- [MATERIAL TO PROCESS]
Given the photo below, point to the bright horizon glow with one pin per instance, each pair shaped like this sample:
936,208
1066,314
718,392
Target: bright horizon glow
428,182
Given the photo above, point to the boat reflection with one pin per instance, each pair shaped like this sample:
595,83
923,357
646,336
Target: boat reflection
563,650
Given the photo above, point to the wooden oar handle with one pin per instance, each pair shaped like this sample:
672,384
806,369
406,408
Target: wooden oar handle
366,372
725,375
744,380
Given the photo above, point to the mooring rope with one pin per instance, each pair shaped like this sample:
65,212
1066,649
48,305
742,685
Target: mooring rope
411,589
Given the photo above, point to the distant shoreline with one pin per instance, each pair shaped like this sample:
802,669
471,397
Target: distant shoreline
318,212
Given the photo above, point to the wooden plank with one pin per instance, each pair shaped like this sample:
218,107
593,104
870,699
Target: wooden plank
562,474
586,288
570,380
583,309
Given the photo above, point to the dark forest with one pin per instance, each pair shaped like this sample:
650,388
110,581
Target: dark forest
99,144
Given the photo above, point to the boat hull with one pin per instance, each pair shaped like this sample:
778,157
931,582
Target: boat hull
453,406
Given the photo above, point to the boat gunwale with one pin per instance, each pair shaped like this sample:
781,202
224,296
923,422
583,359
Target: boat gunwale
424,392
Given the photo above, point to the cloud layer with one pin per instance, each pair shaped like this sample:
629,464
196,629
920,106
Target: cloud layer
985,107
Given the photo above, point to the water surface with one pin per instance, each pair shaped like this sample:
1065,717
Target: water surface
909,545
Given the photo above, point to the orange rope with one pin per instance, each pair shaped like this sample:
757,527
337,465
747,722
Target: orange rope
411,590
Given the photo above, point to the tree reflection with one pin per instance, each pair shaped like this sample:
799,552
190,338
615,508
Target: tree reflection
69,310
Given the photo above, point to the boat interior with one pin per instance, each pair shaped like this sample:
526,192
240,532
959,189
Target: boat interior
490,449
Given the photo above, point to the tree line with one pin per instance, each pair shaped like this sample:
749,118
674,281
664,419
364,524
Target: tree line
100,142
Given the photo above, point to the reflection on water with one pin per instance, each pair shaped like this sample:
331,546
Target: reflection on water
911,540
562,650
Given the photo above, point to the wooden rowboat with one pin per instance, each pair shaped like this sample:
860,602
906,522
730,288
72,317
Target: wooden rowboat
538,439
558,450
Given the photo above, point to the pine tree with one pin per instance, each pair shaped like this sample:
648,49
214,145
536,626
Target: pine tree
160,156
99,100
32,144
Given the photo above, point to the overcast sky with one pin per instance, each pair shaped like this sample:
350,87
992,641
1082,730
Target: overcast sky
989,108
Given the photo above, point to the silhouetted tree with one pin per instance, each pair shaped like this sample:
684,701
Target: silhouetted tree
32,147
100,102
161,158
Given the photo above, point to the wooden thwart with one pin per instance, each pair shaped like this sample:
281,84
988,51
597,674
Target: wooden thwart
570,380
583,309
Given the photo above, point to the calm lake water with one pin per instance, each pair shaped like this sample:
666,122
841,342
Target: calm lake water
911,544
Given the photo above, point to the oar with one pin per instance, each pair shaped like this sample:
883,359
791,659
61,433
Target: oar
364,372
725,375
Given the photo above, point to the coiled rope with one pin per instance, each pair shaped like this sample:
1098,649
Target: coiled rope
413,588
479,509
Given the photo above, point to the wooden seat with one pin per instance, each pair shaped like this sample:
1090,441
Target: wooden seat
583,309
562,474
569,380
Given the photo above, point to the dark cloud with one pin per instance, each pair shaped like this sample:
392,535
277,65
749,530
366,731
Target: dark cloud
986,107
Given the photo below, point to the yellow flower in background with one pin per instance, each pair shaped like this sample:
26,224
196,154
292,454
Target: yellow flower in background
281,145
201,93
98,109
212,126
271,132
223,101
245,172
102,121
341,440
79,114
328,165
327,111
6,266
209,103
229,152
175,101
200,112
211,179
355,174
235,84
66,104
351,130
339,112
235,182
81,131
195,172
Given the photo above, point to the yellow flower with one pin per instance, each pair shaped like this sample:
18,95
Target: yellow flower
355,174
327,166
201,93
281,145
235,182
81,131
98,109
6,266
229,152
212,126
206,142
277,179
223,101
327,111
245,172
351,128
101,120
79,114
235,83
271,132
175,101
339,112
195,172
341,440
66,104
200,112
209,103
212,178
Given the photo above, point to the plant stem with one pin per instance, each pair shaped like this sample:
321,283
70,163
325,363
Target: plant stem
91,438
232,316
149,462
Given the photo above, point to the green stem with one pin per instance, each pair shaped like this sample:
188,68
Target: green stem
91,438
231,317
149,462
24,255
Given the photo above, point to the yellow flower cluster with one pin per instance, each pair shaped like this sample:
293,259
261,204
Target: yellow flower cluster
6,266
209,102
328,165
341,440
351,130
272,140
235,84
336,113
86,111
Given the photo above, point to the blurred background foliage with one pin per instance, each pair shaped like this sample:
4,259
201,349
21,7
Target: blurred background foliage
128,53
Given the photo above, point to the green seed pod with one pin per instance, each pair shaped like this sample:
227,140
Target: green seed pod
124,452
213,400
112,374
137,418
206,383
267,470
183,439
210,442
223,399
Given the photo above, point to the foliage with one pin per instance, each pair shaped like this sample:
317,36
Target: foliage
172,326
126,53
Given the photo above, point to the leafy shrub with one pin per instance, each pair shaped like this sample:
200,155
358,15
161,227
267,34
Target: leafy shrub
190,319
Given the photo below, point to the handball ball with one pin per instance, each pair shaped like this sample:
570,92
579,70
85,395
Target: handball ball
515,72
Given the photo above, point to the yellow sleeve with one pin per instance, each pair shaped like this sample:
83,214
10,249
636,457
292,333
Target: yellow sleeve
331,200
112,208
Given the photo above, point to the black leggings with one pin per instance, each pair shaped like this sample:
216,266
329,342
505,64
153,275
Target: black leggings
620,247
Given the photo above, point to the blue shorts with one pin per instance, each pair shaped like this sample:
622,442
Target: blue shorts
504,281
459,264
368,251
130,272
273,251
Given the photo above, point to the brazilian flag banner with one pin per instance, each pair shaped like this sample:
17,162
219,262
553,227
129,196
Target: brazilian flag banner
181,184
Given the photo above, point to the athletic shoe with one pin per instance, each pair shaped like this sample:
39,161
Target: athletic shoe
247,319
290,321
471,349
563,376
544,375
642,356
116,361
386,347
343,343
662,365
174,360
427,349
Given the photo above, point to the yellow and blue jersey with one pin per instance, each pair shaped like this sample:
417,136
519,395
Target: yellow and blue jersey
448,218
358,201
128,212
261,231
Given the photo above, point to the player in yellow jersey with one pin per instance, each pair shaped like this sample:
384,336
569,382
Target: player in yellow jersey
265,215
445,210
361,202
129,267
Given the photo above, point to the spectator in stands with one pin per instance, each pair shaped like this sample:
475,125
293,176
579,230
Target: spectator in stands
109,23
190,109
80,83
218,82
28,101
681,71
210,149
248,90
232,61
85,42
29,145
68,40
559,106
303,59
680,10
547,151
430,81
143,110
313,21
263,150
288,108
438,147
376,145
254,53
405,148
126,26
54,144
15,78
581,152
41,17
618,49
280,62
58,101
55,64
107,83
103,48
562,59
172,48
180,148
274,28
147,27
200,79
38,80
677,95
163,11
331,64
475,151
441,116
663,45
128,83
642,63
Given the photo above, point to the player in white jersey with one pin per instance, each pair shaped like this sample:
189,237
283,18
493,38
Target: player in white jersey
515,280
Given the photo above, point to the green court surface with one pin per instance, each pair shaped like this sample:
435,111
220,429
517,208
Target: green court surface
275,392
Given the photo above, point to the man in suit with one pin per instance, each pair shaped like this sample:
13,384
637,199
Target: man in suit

- [DIRECTION]
Copy out the full set of records precisely, leaving nothing out.

- [SOLUTION TO THE EXERCISE]
Given the photo below, point to the bright horizon glow with one pin per instance, each pair shaped like this sample:
936,208
1066,314
718,392
Target: bright horizon glow
428,182
Given the photo above, point to the boat reflection with one pin per instance, each pair shaped like this sample:
595,83
923,357
646,336
Target: boat reflection
563,650
Given the photo above, point to the wooden oar handle with one pin per instance, each pair shaped like this sample:
672,384
806,369
406,408
Target: wooden oar handle
366,372
725,375
744,380
Given the photo above, point to the mooring rope with one pin per instance, each pair shaped like this sample:
65,212
1066,649
48,305
742,685
Target: mooring rope
411,589
Given the photo above, point to the distant shoreline with one pin per instance, each pair shaped like this sample:
802,669
471,397
Target: distant shoreline
318,212
Given the photo above, point to the wooden plank with one pin per instance, each pair shaped like this sample:
218,107
593,104
870,699
Target: wooden plank
562,474
586,288
570,380
583,309
Given the photo above, point to the dark forest with one pin per instance, each pair shaped like this sample:
650,388
110,581
Target: dark forest
99,144
Given the photo above, point to the boat hull with one pin per instance, each pair shaped like this sample:
778,157
931,582
Target: boat hull
453,406
Given the photo above, point to the boat gunwale with one pin per instance, each pair shaped like this sample:
781,202
224,296
923,422
583,359
Target: boat gunwale
424,392
Given the photo above, point to the cloud layer with one pin per instance, each pair shaped like this sample:
629,464
196,629
920,106
Target: cloud layer
985,107
Given the photo above, point to the water surface with one pin per instance, each pair shaped like this sample:
1065,717
Target: water surface
909,545
Given the photo above, point to the orange rope with one pin per instance, each pair shaped like this sample:
757,527
337,465
747,722
Target: orange rope
411,590
Given the photo above, point to the tree reflection with one pin per instance, each pair shaped like this sample:
799,552
190,338
615,508
Target: tree reflection
69,310
Given the photo above, point to the boat interior with one pin per instance, each pair shaped like this sample:
526,192
240,532
959,189
Target: boat interior
490,449
Given the photo above, point to the tree line with one pin per instance, each pair shaped like this sample:
749,118
674,281
664,419
364,524
Target: tree line
100,142
Given the photo above, point to the reflection on water with one pin per instance, each pair shaped like this sample:
331,546
Target: reflection on water
911,540
562,650
Given the photo above, point to the wooden rowboat with one pin per instance, each pair shaped like this sample:
860,602
906,522
730,288
72,317
Target: wooden rowboat
538,439
558,450
Given the photo above, point to the pine tree with one pin per instance, each pair shaped like this sample:
648,49
214,145
536,626
Target: pine tree
160,156
99,100
32,144
Given the photo above, point to the overcast sky with one pin per instance, each pair shaped like this sample:
350,87
992,641
1082,730
Target: overcast sky
989,108
Given the photo above, point to the silhouetted tree with one pin per instance, each pair shaped like this sample:
684,701
Target: silhouetted tree
32,147
100,102
161,158
Given the photo above, point to the wooden thwart with one pin per instance, each pair shaped like this sample:
281,84
988,51
597,674
Target: wooden thwart
570,380
583,309
Given the photo above, point to the calm lake water with one pin per instance, each pair shaped like this sample:
666,122
841,342
Target: calm lake water
911,544
Given the photo above, point to the oar with one pin per instance, each pair shaped like this sample:
883,359
791,659
61,433
Target: oar
364,372
725,375
Given the photo above, point to the coiled rope with one pin per instance, each pair shaped like this sample:
1098,649
Target: coiled rope
413,588
479,509
Given the photo above, point to the wooden seat with one pin per instance, each pair shaped like this sample:
1090,441
Target: wooden seat
583,309
562,474
569,380
Given the photo above, point to the dark cloud with one pin per instance, each pair shaped like this sample:
392,535
277,65
749,530
366,731
Target: dark cloud
986,107
Given the photo below, point to the yellow flower in background with one pin per instance, each pair shaped like this sample:
26,224
196,154
292,454
Target: yellow flower in background
281,145
201,93
98,109
212,126
271,132
223,101
245,172
102,121
341,440
79,114
328,165
327,111
6,266
209,103
229,152
175,101
200,112
211,179
355,174
235,84
66,104
351,130
339,112
235,182
81,131
195,172
Given the photo above, point to the yellow flower with one pin per instance, each pair shaped like this sample:
18,95
Target: yellow flower
355,174
327,166
201,93
281,145
235,182
81,131
98,109
6,266
229,152
212,126
206,142
277,179
223,101
327,111
245,172
351,128
101,120
79,114
235,83
271,132
175,101
339,112
195,172
341,440
66,104
200,112
209,103
212,178
Given the photo above, point to the plant stem with one pin per instance, each pair shaped like this sample:
321,283
70,163
325,363
Target: plant stem
91,438
232,316
149,462
Given the photo above, point to the green stem with one pin per instance, each pair shaped like this sample:
188,68
Target: green stem
91,438
231,317
149,462
24,255
Given the photo above, point to the yellow flower cluster with one pin per instance, each pair shaped like this sample:
293,259
261,204
Target: yellow flower cluster
6,266
209,102
328,165
341,440
351,130
272,140
235,84
336,113
86,111
Given the photo above, point to the blurred background foliage with one pin per instance, each pair shaped like this sample:
4,259
201,349
21,7
Target: blurred background foliage
128,53
Given the photo above, point to the green seed pod with one pin per instance, each pair shaped like this sample:
227,140
Target: green seed pod
124,452
213,400
112,374
137,418
206,383
267,470
183,439
210,442
223,399
Given the photo above, point to the foliage with one pin per instance, each pair shaped like this sample:
317,36
Target: foliage
172,326
126,53
Given the photo above, point to the leafy shrub with one pin per instance, each pair shaped like this sample:
200,155
358,15
161,227
267,34
Target: leafy shrub
190,319
Given the photo below, point to the handball ball with one pin per instance, each pair shaped like this sample:
570,92
579,70
85,395
Target: handball ball
515,72
Given the photo above, point to the yellow sleeve with one pin per instance, each pair shaped like this sample:
83,214
10,249
636,457
292,333
Target: yellow sleeve
331,200
112,208
Given the photo above, point to the black leggings with one pin per instance, each pair shaped like this sample:
216,266
329,342
505,64
153,275
Target: black leggings
620,247
Given the photo above, point to the blue shorts with one pin per instance, each pair shaped like this sample:
622,442
Target: blue shorts
504,281
459,264
368,251
130,272
273,251
Given the photo above, point to the brazilian flag banner with one pin per instance, each pair shaped like this sample:
17,162
219,262
553,227
129,196
Target: brazilian flag banner
181,184
Given the photo above, point to the athletic shoe with one pin per instance, each pair shaped like this sample:
39,161
Target: athletic shoe
247,319
290,321
471,349
563,376
544,375
642,356
116,361
386,347
343,343
662,365
174,360
427,349
Given the photo above, point to the yellow and blue jersey with one pin per instance, each pair shaped like this sample:
417,136
519,395
Target: yellow and blue jersey
448,218
358,201
128,212
261,231
Given the photo above, point to the player in yellow jersey with one pin per instance, each pair shaped like this sample:
384,336
569,382
Target: player in yellow jersey
265,215
445,210
361,202
129,267
Given the photo above, point to the spectator in stands with one pin per instance, each pair shaped like this sample:
475,125
293,176
579,230
Target: spectator in stands
109,23
190,109
80,83
218,82
28,101
681,71
210,149
248,90
232,61
85,42
29,145
68,40
559,106
303,59
680,10
547,151
430,81
143,110
313,21
263,150
288,108
438,147
376,145
254,53
405,148
126,26
54,144
15,78
581,152
41,17
618,49
280,62
58,101
55,64
107,83
103,48
562,59
172,48
180,148
274,28
147,27
200,79
38,80
677,95
163,11
331,64
475,151
441,116
663,45
128,83
642,63
Given the photo above, point to the player in white jersey with one pin per instance, each pair shaped like this sample:
189,237
283,18
493,38
Target: player in white jersey
515,280
Given the photo above, point to the green court surface with one pin per instance, each pair shaped like this sample:
435,111
220,429
517,208
Target: green court surface
275,392
Given the photo above, point to the man in suit with one pin per instance, each pair shaped like this sample:
13,384
637,199
Target: man in suit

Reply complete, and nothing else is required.